## Vorliegender Text
━━━━━━━━━━━━━━━━━━━━━━━━━━━━━━

Nicht umsonst hat der Firefox in Deutschland 50 % Anteil an den Internetnutzern.
News: Webanalyse: Firefox erreicht über 50% Marktanteil in Deutschland - Portal - Tutorials, Tipps und Tricks für Webmaster auf Webmasterpro.de

Aber auch alternative Browser wie Safari oder Chrome haben sehr viele zufriedene Nutzer, und das sicher nicht ohne Grund.

Wer heute noch den IE (egal, welche Version) nutzt, tut dies meiner Meinung nach vor allem deshalb, weil das Teil von vornherein in Windows dabei ist, und weil er halt nix anderes kennt bzw. zu träge ist, was anderes zu probieren.
Nach dem Motto: "Was der Bauer nicht kennt, das frisst er nicht."


----------



## technofreak (21 März 2011)

*AW: Was haltet Ihr von dem Internet Explorer 9?*



Antiscammer schrieb:


> Wenn man derzeit Firefox laufen hat, gibt es überhaupt keinen Grund zum Umstieg auf den IE.
> ...
> Wer heute noch den IE (egal, welche Version) nutzt, tut dies meiner Meinung nach vor allem deshalb, weil das Teil von vornherein in Windows dabei ist, und weil er halt nix anderes kennt bzw. zu träge ist, was anderes zu probieren.
> Nach dem Motto: "Was der Bauer nicht kennt, das frisst er nicht."


So ist es. Der IE ist schlicht indiskutabel. Umso erschreckender  sind die überschwänglichen 
Lobgesänge in den Medien.
M$ ist wohl immer noch die heilige Kuh der PC-Medien-Welt

Wozu sich überhaupt damit abgeben:
http://www.spiegel.de/netzwelt/web/0,1518,752265,00.html


> .... nun ist auch die neue Version des Browser Firefox verfügbar. Offiziell erscheint *Firefox 4 *erst am Dienstag, doch die neue Version liegt schon jetzt auf den FTP-Servern bereit.


----------



## Heiko (21 März 2011)

*AW: Was haltet Ihr von dem Internet Explorer 9?*

Ich finde den IE9 sehr gelungen, wird aber meinen Favoriten, den Firefox, nicht ablösen. Das hat aber nichts mit dem Browser zu tun, sondern eher mit der Erweiterbarkeit (Adblocker,...).


----------

━━━━━━━━━━━━━━━━━━━━━━━━━━━━━━

## Auflistung
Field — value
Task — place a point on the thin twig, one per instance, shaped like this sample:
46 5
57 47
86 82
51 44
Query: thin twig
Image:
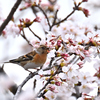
48 81
55 17
34 34
23 83
44 14
64 18
23 35
9 17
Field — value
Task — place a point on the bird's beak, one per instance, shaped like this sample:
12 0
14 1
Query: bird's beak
48 49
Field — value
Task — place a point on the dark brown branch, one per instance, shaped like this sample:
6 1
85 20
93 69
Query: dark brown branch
12 88
64 18
54 21
9 17
34 34
23 35
23 83
44 14
48 82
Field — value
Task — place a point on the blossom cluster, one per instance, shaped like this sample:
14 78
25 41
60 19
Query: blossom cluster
72 45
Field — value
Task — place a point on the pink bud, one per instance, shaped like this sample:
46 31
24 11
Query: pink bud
58 83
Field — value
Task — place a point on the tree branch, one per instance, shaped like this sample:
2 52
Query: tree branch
9 17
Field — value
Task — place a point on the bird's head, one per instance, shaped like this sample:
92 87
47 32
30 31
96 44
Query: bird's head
42 49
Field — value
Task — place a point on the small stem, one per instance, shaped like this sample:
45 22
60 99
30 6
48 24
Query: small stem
9 17
34 34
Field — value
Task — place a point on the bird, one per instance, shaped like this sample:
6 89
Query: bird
33 59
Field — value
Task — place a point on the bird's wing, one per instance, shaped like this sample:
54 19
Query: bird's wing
26 57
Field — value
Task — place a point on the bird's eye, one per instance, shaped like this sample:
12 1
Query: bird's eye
43 47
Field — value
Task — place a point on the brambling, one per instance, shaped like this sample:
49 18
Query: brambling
33 59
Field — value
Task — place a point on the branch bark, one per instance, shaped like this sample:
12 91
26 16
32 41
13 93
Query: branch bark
9 17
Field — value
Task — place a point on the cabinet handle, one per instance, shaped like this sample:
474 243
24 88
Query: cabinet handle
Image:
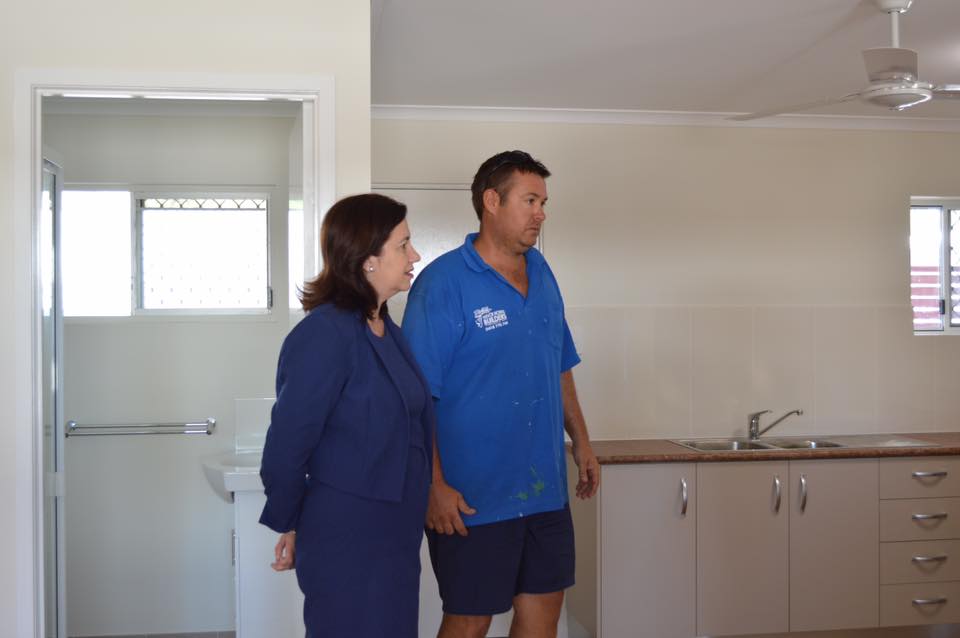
777 493
930 601
939 474
803 492
683 497
928 517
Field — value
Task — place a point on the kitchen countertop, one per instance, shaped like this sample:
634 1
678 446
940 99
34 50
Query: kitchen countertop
663 451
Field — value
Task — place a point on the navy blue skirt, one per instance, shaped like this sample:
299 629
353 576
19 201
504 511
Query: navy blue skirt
358 560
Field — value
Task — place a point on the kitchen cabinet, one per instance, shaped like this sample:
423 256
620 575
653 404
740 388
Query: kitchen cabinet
636 553
834 539
920 541
809 564
742 519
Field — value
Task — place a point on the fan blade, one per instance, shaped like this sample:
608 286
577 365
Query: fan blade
946 90
888 63
793 108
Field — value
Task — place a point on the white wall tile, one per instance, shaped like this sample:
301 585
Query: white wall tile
845 364
907 384
600 378
658 357
722 363
783 367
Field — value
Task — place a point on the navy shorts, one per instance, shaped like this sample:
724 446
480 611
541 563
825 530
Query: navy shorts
479 574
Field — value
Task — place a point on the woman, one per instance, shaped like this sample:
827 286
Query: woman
346 464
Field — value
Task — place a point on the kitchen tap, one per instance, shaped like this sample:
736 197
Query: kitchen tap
755 430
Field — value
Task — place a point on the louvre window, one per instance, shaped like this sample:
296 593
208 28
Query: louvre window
935 265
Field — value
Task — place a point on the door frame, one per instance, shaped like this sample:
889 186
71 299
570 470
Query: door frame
316 92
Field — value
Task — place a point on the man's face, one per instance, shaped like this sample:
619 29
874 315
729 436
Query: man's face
518 216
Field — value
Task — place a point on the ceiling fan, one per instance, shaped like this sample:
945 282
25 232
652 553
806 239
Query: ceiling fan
892 72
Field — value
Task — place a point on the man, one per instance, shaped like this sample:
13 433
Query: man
486 323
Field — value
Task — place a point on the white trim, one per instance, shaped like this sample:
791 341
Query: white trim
658 118
29 85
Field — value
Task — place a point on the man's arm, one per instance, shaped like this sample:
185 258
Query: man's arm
445 504
576 427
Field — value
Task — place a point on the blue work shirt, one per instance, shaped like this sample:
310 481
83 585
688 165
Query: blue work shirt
493 360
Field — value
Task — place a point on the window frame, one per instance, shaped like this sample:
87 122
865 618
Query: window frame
167 191
192 192
946 205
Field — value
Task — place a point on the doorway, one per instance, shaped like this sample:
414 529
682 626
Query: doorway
306 192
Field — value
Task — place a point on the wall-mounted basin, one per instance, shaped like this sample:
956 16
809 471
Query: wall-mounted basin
230 472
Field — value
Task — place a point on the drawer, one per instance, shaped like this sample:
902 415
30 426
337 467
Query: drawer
919 519
919 562
904 604
920 477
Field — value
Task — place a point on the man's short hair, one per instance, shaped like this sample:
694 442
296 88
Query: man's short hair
497 172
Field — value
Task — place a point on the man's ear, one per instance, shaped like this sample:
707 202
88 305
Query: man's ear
491 199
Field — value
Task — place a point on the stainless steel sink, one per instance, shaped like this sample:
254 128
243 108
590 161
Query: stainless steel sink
723 445
803 444
746 445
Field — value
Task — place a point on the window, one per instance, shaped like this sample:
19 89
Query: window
127 254
935 264
203 253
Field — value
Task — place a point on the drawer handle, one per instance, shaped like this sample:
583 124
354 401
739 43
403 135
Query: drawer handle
929 517
930 601
939 474
684 496
778 491
803 493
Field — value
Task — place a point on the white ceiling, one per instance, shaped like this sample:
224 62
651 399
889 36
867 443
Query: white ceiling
729 56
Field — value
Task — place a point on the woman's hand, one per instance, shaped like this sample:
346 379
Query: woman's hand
284 553
444 509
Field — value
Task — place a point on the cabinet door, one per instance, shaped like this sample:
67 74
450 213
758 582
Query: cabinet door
648 551
834 544
742 582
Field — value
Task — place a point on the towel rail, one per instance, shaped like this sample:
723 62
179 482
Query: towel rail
200 427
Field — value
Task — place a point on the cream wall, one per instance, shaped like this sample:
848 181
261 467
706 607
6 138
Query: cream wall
712 272
286 37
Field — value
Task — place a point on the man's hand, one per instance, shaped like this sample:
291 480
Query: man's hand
444 509
589 467
283 553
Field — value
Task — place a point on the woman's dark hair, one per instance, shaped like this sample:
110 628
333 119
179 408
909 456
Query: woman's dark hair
497 172
354 228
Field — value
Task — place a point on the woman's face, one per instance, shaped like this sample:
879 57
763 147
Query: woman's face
392 269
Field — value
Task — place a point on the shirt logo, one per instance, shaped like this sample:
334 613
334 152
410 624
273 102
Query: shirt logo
490 319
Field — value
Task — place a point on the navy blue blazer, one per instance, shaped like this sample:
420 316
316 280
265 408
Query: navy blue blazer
339 417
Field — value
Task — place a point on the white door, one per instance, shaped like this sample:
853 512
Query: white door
51 318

━━━━━━━━━━━━━━━━━━━━━━━━━━━━━━

## Aufgabe 1
Entnimm dem vorliegenden Text die Passage zwischen „M$ ist wohl“ und „Heiko (21 März 2011)“, beide eingeschlossen, und gib sie wortgetreu wieder.
## Aufgabe 2
Beantworte anhand des vorliegenden Textes:
(a) Welche beiden alternativen Browser werden als Beispiele mit sehr vielen zufriedenen Nutzern genannt?
(b) An welchem Wochentag erscheint Firefox 4 offiziell?
(c) Womit begründet Heiko, dass der IE9 seinen Favoriten nicht ablösen wird?
Die Einträge werden hierfür nicht gebraucht.

## Vollständige Antwort 1
M$ ist wohl immer noch die heilige Kuh der PC-Medien-Welt

Wozu sich überhaupt damit abgeben:
http://www.spiegel.de/netzwelt/web/0,1518,752265,00.html


> .... nun ist auch die neue Version des Browser Firefox verfügbar. Offiziell erscheint *Firefox 4 *erst am Dienstag, doch die neue Version liegt schon jetzt auf den FTP-Servern bereit.


----------



## Heiko (21 März 2011)

## Vollständige Antwort 2
(a) Safari und Chrome
(b) Am Dienstag
(c) Mit der Erweiterbarkeit des Firefox (etwa Adblocker), nicht mit dem Browser selbst